Exercise details: Count the lines in the data below that contain the word "canopy" and give only that number.

— START —

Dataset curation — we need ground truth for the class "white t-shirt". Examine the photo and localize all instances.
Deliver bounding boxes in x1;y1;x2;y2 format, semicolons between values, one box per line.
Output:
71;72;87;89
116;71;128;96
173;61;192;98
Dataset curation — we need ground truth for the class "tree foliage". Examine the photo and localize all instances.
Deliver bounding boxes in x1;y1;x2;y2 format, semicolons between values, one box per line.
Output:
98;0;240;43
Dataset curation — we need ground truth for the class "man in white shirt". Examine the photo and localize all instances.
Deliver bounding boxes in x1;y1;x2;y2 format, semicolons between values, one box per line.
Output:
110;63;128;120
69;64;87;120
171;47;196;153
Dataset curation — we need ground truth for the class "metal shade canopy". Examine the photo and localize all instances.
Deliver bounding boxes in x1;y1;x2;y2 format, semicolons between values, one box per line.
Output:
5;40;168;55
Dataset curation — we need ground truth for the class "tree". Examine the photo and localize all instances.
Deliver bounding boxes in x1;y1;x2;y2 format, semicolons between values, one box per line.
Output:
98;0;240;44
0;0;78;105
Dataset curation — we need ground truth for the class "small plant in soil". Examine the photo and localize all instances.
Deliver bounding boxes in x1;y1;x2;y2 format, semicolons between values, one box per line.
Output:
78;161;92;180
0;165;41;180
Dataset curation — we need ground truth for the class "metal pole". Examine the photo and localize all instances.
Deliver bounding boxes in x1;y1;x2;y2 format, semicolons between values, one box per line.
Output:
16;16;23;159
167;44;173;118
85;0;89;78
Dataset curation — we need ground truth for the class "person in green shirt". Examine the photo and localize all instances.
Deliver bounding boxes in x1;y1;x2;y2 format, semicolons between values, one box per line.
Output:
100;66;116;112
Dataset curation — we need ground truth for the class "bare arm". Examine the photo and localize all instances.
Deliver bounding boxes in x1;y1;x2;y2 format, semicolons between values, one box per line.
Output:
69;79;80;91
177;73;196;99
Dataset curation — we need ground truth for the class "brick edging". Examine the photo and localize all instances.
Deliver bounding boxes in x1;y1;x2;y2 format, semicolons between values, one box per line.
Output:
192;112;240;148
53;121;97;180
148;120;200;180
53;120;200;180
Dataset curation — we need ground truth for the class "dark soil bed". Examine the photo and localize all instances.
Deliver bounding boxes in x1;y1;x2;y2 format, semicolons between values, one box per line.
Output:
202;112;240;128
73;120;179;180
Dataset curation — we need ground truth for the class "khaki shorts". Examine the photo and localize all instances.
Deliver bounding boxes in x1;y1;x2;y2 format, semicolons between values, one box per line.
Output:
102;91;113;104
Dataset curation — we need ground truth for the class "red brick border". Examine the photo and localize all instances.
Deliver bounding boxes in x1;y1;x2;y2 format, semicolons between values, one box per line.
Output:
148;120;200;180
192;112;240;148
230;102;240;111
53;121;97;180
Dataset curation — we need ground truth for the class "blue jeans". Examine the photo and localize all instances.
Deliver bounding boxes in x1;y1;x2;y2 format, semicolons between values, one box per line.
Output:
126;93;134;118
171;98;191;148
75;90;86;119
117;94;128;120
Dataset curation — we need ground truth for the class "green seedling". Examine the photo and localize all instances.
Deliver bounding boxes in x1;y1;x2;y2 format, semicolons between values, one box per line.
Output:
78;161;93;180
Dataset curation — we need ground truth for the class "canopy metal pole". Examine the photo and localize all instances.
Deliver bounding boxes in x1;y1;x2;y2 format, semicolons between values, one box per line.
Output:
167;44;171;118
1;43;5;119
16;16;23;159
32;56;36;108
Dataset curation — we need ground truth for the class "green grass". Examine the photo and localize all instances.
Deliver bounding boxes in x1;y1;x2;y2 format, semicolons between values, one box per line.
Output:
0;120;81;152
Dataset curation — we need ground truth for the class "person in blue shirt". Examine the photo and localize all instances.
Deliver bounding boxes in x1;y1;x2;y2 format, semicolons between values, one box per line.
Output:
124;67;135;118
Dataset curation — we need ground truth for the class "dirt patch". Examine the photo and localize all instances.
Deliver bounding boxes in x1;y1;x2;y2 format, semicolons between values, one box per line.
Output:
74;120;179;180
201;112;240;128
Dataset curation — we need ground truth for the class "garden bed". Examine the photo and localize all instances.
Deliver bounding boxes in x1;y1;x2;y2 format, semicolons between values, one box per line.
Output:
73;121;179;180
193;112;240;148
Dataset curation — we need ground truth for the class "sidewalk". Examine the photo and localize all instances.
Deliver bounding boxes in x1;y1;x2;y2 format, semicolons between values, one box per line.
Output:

— END —

Answer for this exercise: 2